- [Problem to work on] Each line of the records that includes "positive" should be found and copied.

- [Dataset excerpts]
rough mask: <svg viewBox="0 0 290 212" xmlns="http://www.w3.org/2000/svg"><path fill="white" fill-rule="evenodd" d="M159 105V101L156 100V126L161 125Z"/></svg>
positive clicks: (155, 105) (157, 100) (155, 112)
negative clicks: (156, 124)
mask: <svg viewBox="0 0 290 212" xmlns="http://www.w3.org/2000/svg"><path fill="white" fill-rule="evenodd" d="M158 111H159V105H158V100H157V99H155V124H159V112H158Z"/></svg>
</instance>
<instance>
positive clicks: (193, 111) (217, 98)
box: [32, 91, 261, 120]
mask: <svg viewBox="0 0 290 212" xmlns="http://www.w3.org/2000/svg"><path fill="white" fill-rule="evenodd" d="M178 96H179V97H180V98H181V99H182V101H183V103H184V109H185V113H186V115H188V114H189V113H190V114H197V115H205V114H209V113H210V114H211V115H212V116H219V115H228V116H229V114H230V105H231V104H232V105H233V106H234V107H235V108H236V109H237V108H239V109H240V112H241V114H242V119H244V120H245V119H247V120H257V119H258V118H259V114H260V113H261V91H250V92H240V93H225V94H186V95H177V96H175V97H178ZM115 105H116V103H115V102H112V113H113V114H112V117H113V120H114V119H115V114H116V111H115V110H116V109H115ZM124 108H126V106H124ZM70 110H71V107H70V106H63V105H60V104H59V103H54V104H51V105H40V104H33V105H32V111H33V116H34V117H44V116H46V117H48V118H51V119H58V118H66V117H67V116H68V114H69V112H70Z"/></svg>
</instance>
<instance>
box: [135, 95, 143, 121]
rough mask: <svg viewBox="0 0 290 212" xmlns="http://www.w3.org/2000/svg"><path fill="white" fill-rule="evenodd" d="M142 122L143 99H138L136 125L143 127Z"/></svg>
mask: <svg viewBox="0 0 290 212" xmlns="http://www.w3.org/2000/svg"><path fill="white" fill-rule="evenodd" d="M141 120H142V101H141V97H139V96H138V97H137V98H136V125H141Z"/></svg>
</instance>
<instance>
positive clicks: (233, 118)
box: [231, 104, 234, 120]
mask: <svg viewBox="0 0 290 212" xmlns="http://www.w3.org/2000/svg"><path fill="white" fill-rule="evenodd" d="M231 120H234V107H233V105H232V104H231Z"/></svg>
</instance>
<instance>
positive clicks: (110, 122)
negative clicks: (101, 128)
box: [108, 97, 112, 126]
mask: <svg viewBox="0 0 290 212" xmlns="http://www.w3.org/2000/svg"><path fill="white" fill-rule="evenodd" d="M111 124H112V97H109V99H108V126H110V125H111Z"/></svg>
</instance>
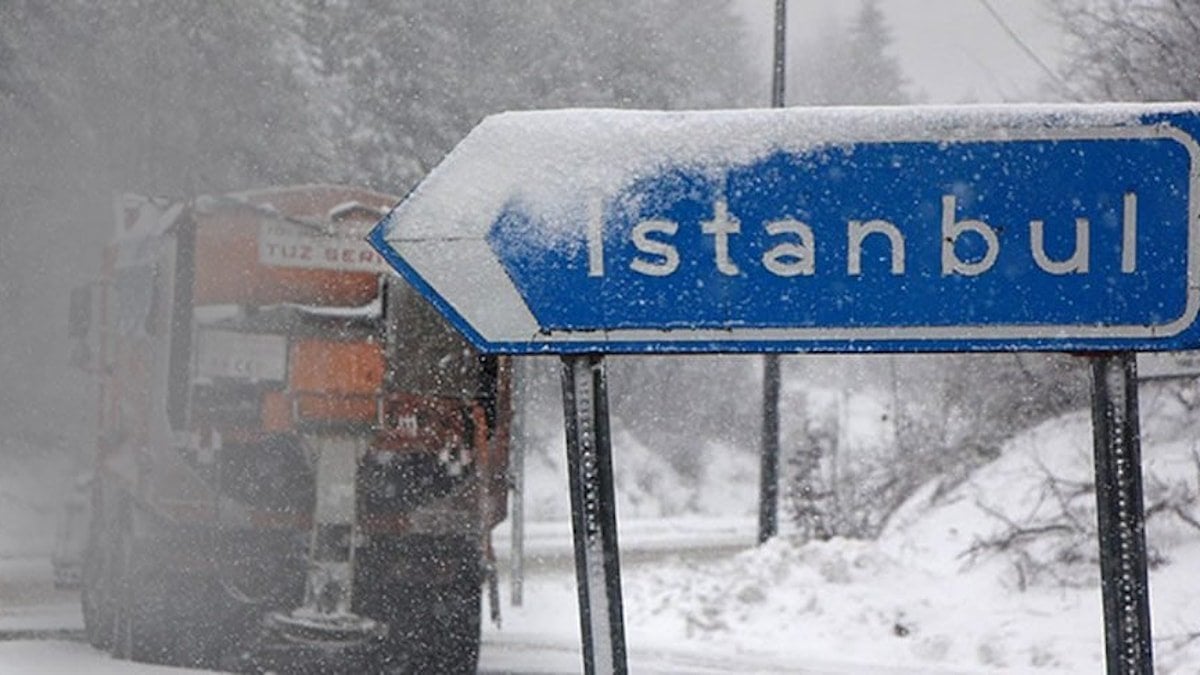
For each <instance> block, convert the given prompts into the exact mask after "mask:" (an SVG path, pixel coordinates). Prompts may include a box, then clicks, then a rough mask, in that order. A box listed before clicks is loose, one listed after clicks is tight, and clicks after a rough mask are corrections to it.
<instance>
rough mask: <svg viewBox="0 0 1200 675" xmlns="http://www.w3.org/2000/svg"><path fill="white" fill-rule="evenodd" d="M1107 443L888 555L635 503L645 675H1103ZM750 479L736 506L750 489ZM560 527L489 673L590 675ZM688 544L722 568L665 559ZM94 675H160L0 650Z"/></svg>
mask: <svg viewBox="0 0 1200 675" xmlns="http://www.w3.org/2000/svg"><path fill="white" fill-rule="evenodd" d="M1187 401H1188V398H1187V396H1175V395H1166V394H1163V393H1160V392H1159V390H1158V389H1148V388H1147V389H1146V390H1145V393H1144V398H1142V411H1144V414H1142V435H1144V456H1145V462H1144V464H1145V478H1146V480H1145V482H1146V498H1147V504H1148V506H1151V507H1152V508H1154V509H1156V510H1154V512H1153V514H1152V515H1151V518H1150V519H1148V526H1147V532H1148V538H1150V545H1151V556H1152V569H1151V591H1152V598H1151V607H1152V611H1153V622H1154V638H1156V640H1154V652H1156V665H1157V671H1158V673H1160V674H1188V673H1198V671H1200V668H1198V664H1200V619H1198V617H1196V615H1195V609H1194V608H1196V607H1200V584H1198V583H1196V581H1195V572H1194V571H1195V569H1198V568H1200V530H1198V528H1196V527H1194V526H1193V525H1192V524H1189V522H1188V519H1192V520H1195V514H1196V508H1195V500H1196V495H1198V494H1200V488H1198V473H1200V464H1198V460H1196V448H1198V447H1200V446H1198V443H1200V442H1198V441H1195V438H1200V412H1198V411H1193V410H1190V408H1189V406H1188V405H1186V404H1187ZM863 419H868V417H864V418H863ZM859 432H863V434H864V435H865V436H871V435H870V434H868V432H866V430H859ZM620 442H623V443H624V446H623V447H622V448H620V449H618V455H619V456H618V462H620V461H624V462H625V465H626V466H629V467H634V466H641V467H647V466H650V467H653V466H654V462H653V460H652V459H650V458H648V456H643V455H647V454H649V453H648V450H647V449H646V448H641V447H638V446H637V444H636V441H635V440H632V438H630V437H623V438H620V440H619V441H618V443H620ZM1091 443H1092V441H1091V425H1090V418H1088V413H1086V412H1082V411H1081V412H1078V413H1073V414H1068V416H1064V417H1061V418H1057V419H1054V420H1050V422H1048V423H1045V424H1042V425H1039V426H1037V428H1034V429H1031V430H1027V431H1025V432H1021V434H1019V435H1018V436H1016V437H1015V438H1013V440H1012V441H1010V442H1009V443H1008V444H1007V446H1006V447H1004V449H1003V452H1002V453H1001V455H1000V458H998V459H997V460H995V461H994V462H991V464H989V465H986V466H984V467H982V468H980V470H978V471H977V472H974V473H973V474H972V476H971V477H970V478H968V479H966V480H965V482H962V483H960V484H958V485H929V486H928V488H926V489H925V490H923V491H922V492H920V494H918V495H917V496H914V497H913V498H912V500H911V501H910V502H908V503H907V504H906V506H905V507H904V508H902V509H901V512H900V513H899V514H896V516H895V518H893V520H892V522H890V525H889V527H888V528H887V531H886V532H884V533H883V534H882V536H881V537H880V539H878V540H876V542H857V540H846V539H834V540H830V542H822V543H808V544H800V543H797V542H793V540H790V539H787V538H786V537H781V538H778V539H775V540H773V542H770V543H769V544H767V545H764V546H761V548H755V546H752V545H751V544H752V537H754V521H752V519H750V518H746V514H745V513H737V514H732V515H731V516H727V518H714V516H713V515H712V514H707V515H704V514H692V515H683V516H673V518H666V519H664V518H646V515H647V514H650V515H653V514H654V512H655V510H662V509H661V508H654V507H652V506H650V504H649V502H648V501H647V500H649V497H650V495H652V494H653V490H650V491H647V490H640V491H638V492H637V498H636V500H632V501H631V498H630V495H629V494H625V495H624V496H623V504H625V508H626V512H629V513H626V512H620V513H619V515H620V516H623V518H622V521H620V524H619V528H620V534H622V544H623V546H625V549H626V552H628V554H630V555H629V556H626V557H628V562H626V567H625V569H623V578H624V607H625V619H626V633H628V643H629V647H630V657H631V664H632V665H634V667H635V670H640V671H652V673H659V671H661V673H667V671H694V673H720V671H744V673H772V671H775V673H881V671H890V673H994V671H1004V673H1030V671H1037V673H1097V671H1102V670H1103V628H1102V616H1100V595H1099V589H1098V563H1097V542H1096V539H1094V534H1093V533H1092V532H1091V530H1090V527H1091V526H1090V524H1091V522H1094V503H1093V502H1094V495H1093V492H1092V491H1091V489H1090V488H1088V486H1087V484H1088V483H1090V482H1091V479H1092V462H1091V453H1092V446H1091ZM547 456H550V455H548V454H547ZM556 461H557V460H556ZM550 464H554V462H550ZM550 464H547V466H546V467H544V468H542V470H534V471H532V472H530V482H532V483H533V484H536V488H535V486H534V485H533V484H532V485H530V495H529V498H530V500H541V501H542V502H544V503H554V502H556V500H558V498H559V497H558V496H556V490H559V489H563V490H565V486H564V485H563V483H565V482H564V480H563V477H562V476H557V477H556V476H554V474H556V472H557V471H558V467H553V466H550ZM655 471H658V470H655ZM724 471H725V472H726V474H728V476H734V474H737V473H736V472H730V471H727V468H726V470H724ZM539 472H542V473H544V476H541V477H539ZM750 473H752V471H751V472H750ZM656 476H658V478H656V480H659V489H661V490H662V491H664V496H665V497H666V498H668V500H682V501H686V500H685V498H684V497H685V495H686V494H688V492H689V490H692V489H695V488H686V489H685V488H684V486H680V485H678V484H674V483H672V482H671V480H670V478H668V474H667V473H666V472H665V470H661V471H659V473H656ZM743 478H744V476H743ZM622 480H623V478H622V470H620V468H618V482H622ZM629 480H630V478H628V477H626V478H624V482H625V484H626V485H628V482H629ZM706 480H708V479H707V478H706V479H704V480H702V482H701V483H704V482H706ZM734 483H736V484H733V485H731V486H730V488H728V489H727V490H728V491H744V490H750V489H751V488H752V485H751V484H744V483H745V482H744V480H742V482H737V480H734ZM5 485H7V483H5ZM751 494H752V491H751ZM560 498H564V500H565V496H563V497H560ZM638 500H641V501H638ZM631 504H632V506H631ZM638 504H640V506H638ZM659 507H661V504H659ZM557 512H558V508H550V507H546V508H542V509H535V513H540V514H541V515H544V516H545V518H541V520H539V521H534V522H530V524H529V534H528V536H529V538H528V543H527V554H528V555H529V556H530V558H535V560H536V558H546V557H552V558H556V560H557V562H552V563H545V560H542V562H544V565H541V566H532V569H530V571H529V573H528V578H527V580H526V593H524V595H526V597H524V604H523V607H521V608H512V607H510V605H509V604H508V597H509V593H508V587H506V585H505V586H504V587H502V597H503V598H504V607H503V615H504V616H503V627H496V626H491V625H490V626H487V627H486V628H485V644H486V646H485V651H484V667H485V669H488V670H491V671H514V670H515V671H536V673H556V671H572V670H577V669H578V667H580V665H578V664H580V661H578V652H577V651H576V650H577V649H578V631H580V628H578V620H577V614H576V601H575V585H574V573H572V571H571V568H570V563H569V562H563V558H564V557H566V552H568V551H569V545H570V538H569V531H568V524H566V521H565V518H562V515H563V514H562V513H557ZM547 514H548V515H547ZM634 515H637V516H638V518H634ZM4 526H5V522H4V521H0V531H2V532H4V536H5V537H7V538H8V543H10V544H11V543H12V542H11V539H12V537H13V534H12V533H11V532H8V531H7V530H5V528H4ZM19 532H24V533H28V527H24V528H22V530H19ZM508 537H509V534H508V530H502V531H498V532H497V537H496V540H497V549H498V551H499V552H500V555H502V561H500V562H502V566H500V568H502V572H504V573H506V569H508V568H506V558H508V555H509V551H508ZM676 548H691V549H697V548H698V549H704V548H712V549H719V550H720V551H722V552H721V554H719V555H708V556H691V557H689V556H686V555H684V554H672V552H664V551H666V550H668V549H676ZM739 549H740V552H737V551H738V550H739ZM635 551H652V552H654V551H656V554H655V555H650V556H644V555H643V556H635V555H632V554H634V552H635ZM20 565H30V563H19V562H14V561H12V560H10V561H8V562H7V563H6V565H5V566H0V571H7V573H8V574H16V573H19V569H20V567H19V566H20ZM14 566H16V567H14ZM26 573H28V569H26ZM0 592H4V593H7V595H8V597H0V627H4V628H12V627H13V626H24V627H26V628H46V627H53V626H52V625H53V623H54V619H53V617H54V615H55V611H56V610H54V609H53V607H50V608H49V609H46V608H43V610H41V611H42V614H38V613H37V611H32V613H30V611H26V614H25V615H19V614H18V613H16V610H13V609H12V608H11V607H8V608H6V607H5V605H6V603H7V604H10V605H11V604H12V599H13V598H12V593H13V590H12V585H10V586H0ZM60 619H61V613H60ZM64 621H66V620H64ZM76 621H77V620H76ZM67 627H71V626H67ZM526 662H527V663H526ZM106 669H108V670H106ZM85 670H88V671H94V673H107V671H114V673H115V671H120V673H155V671H158V670H155V669H143V668H139V667H133V665H128V664H122V663H114V662H112V661H108V659H107V657H104V656H103V655H97V653H96V652H92V651H91V650H89V649H88V647H86V646H83V645H80V644H78V643H64V641H29V640H23V641H10V643H0V671H4V673H10V671H11V673H55V671H85Z"/></svg>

- [Answer to this task]
positive clicks: (155, 105) (157, 100) (155, 112)
positive clicks: (193, 111) (217, 98)
positive clicks: (233, 118)
positive clicks: (110, 122)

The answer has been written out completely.